_Set problem:_ Please copy the lines below word for word, from the line with "Note: we are tagging the baseboard" up to and including the line with "[(689, 443), (6, 418)]".

-- START Dataset excerpts --

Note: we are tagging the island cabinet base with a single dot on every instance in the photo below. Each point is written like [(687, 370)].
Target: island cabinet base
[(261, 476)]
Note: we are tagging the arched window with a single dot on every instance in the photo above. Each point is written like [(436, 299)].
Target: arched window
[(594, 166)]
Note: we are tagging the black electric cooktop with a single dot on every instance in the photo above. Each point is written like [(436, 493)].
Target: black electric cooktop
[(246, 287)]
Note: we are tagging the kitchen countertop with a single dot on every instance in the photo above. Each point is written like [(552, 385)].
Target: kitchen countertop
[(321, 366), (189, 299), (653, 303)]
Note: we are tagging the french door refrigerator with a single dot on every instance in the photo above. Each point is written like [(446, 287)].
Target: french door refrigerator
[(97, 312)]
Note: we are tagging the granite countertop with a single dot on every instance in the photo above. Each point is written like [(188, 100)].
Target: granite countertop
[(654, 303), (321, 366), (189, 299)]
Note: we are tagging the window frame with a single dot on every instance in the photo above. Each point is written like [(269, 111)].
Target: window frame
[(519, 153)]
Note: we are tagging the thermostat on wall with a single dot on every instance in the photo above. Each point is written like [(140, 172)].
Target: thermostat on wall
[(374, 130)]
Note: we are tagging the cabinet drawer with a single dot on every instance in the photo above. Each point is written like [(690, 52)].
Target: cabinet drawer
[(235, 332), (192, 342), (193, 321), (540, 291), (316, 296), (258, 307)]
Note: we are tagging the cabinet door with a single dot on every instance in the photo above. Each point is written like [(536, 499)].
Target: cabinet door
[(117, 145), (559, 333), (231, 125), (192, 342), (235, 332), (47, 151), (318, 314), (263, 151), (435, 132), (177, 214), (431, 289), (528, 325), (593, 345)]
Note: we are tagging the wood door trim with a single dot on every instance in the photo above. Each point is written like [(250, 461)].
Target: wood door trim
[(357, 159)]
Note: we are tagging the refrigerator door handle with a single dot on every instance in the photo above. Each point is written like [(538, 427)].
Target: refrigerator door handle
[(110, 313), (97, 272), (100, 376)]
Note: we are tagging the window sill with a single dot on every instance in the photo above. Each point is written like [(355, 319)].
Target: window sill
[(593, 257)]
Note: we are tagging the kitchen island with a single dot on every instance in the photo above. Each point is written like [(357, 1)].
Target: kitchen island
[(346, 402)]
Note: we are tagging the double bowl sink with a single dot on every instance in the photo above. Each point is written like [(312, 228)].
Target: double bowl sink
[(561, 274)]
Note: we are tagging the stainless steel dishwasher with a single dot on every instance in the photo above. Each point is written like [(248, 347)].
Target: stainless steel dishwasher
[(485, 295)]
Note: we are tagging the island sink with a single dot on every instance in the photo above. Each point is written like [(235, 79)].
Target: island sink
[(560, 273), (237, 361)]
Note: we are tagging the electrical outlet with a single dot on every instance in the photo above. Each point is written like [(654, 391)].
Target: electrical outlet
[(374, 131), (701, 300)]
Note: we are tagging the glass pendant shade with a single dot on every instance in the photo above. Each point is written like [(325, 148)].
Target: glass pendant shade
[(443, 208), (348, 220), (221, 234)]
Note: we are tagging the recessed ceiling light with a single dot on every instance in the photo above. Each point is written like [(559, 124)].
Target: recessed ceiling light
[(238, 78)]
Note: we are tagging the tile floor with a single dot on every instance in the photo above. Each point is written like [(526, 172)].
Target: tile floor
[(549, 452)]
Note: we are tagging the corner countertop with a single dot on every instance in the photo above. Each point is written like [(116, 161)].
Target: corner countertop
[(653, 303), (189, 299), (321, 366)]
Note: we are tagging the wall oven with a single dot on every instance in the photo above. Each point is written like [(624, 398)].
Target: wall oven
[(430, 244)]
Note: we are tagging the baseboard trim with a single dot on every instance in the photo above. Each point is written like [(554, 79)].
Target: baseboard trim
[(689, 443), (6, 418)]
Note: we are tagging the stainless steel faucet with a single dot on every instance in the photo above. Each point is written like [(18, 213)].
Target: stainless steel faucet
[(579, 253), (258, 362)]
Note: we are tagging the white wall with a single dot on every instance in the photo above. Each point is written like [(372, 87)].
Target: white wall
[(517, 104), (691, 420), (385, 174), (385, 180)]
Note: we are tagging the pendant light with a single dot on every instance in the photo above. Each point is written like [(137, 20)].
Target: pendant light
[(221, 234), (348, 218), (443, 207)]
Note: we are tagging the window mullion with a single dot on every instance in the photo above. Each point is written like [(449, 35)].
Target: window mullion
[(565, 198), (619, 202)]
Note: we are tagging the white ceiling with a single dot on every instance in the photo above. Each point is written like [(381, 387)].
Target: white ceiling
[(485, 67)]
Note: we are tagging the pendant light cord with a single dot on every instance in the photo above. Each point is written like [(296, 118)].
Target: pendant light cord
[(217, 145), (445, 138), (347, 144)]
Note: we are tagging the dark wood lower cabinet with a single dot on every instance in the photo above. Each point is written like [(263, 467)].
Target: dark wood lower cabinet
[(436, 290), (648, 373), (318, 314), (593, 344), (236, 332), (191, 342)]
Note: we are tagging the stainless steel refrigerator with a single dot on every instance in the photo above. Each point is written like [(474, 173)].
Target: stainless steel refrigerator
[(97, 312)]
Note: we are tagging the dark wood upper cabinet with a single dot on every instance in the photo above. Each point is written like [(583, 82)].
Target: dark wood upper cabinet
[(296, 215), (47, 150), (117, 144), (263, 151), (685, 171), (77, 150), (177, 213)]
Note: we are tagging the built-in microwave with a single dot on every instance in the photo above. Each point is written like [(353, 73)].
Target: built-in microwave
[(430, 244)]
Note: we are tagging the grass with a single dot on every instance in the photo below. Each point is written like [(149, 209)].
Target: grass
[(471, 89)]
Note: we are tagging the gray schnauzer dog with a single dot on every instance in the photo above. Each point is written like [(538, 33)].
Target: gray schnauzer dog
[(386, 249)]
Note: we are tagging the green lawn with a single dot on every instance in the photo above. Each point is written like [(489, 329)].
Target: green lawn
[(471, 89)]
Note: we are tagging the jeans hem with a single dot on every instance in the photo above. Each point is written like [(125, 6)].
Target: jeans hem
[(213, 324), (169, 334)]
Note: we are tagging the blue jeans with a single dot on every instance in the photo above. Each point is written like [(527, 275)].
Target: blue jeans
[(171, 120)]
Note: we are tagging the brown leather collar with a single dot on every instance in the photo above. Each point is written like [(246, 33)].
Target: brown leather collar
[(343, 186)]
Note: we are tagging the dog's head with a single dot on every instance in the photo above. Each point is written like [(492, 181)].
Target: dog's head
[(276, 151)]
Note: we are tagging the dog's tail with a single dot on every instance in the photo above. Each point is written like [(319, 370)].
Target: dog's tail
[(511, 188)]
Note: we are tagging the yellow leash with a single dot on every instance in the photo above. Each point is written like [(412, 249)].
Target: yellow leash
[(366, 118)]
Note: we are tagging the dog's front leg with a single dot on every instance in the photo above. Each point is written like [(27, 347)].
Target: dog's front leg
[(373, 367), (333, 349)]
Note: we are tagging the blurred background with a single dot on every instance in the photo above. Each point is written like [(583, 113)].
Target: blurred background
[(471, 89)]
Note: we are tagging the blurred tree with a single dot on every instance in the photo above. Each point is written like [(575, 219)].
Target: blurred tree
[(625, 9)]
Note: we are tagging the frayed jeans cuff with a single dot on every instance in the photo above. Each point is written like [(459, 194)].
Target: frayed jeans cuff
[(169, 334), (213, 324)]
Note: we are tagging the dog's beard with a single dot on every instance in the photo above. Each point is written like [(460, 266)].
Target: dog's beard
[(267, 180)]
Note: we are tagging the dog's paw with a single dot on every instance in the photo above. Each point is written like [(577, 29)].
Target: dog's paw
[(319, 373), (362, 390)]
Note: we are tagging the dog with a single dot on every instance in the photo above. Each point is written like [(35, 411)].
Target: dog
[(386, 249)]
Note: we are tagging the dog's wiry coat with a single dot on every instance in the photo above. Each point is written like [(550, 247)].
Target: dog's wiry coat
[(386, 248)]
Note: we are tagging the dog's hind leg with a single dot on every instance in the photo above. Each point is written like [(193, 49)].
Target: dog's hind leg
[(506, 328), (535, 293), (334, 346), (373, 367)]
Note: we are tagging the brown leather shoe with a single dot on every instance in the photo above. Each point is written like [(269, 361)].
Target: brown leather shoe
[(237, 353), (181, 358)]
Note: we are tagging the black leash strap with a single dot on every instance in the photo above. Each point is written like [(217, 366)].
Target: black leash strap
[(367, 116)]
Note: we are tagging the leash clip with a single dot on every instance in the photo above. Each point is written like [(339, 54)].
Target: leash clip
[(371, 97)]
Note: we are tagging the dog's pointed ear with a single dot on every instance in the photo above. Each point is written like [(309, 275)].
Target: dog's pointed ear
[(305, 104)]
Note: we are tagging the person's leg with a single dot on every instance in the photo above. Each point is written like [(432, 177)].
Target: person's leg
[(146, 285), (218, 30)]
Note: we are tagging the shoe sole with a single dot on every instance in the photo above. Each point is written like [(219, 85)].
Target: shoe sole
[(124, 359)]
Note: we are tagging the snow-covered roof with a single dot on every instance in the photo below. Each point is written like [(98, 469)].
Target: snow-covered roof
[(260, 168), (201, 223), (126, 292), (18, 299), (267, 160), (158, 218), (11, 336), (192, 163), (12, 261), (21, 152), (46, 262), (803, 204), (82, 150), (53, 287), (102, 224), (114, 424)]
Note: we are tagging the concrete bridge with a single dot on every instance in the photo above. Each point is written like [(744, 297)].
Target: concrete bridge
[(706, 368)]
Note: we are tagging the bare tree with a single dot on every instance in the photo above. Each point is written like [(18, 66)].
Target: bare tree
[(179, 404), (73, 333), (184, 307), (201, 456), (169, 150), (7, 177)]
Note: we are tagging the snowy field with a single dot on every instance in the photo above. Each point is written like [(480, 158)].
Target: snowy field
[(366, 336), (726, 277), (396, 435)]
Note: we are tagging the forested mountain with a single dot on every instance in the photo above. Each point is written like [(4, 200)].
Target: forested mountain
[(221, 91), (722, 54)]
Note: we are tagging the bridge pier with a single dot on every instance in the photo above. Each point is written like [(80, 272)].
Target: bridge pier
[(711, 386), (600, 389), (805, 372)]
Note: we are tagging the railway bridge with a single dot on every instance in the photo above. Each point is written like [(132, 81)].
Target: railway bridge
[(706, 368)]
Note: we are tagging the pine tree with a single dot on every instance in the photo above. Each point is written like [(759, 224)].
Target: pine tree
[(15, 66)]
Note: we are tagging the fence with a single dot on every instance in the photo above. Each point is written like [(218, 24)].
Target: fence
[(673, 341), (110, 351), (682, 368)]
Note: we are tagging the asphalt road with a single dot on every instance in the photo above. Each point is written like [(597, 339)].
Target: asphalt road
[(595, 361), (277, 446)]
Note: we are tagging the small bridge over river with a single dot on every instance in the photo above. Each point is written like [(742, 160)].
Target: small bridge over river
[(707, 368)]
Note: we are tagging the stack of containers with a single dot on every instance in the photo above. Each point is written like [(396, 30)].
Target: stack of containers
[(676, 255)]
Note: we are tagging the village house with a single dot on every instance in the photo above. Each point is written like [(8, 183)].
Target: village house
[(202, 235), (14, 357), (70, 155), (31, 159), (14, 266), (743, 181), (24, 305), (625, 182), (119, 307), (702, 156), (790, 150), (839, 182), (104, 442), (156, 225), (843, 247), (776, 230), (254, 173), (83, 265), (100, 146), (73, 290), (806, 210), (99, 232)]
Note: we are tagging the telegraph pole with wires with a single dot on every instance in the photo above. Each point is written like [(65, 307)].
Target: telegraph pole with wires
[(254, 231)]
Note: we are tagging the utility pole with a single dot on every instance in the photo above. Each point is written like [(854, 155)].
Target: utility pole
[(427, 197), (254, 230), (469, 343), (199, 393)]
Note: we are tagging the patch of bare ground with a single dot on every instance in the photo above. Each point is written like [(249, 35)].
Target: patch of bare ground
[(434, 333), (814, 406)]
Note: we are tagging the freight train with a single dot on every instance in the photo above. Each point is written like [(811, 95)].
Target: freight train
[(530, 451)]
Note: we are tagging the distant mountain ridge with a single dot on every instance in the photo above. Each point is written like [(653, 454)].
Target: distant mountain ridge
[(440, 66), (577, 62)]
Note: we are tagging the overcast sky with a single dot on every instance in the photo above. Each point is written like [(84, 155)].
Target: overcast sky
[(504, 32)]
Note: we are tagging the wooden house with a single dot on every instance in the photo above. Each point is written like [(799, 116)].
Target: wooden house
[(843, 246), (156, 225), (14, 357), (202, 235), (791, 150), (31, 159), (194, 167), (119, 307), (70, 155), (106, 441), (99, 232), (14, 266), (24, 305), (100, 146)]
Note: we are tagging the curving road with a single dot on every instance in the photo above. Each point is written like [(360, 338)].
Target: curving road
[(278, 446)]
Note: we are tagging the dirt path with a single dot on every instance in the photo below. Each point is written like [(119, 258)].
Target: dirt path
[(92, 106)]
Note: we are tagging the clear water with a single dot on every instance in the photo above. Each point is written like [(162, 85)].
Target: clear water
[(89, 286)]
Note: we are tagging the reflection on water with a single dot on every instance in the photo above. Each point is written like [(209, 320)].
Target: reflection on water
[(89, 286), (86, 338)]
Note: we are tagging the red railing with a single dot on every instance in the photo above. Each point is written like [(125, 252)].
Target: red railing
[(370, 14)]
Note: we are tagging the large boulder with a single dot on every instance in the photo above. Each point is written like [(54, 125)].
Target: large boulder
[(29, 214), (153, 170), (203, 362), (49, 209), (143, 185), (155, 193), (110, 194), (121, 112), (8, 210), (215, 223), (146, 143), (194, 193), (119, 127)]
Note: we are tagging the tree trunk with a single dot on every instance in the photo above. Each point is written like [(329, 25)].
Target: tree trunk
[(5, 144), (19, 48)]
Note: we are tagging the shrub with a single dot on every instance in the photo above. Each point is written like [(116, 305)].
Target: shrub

-- END Dataset excerpts --

_Written answer:_
Note: we are tagging the baseboard trim with a single dot on every instance in the photo above. Each point is written like [(554, 79)].
Target: baseboard trim
[(689, 443), (6, 418)]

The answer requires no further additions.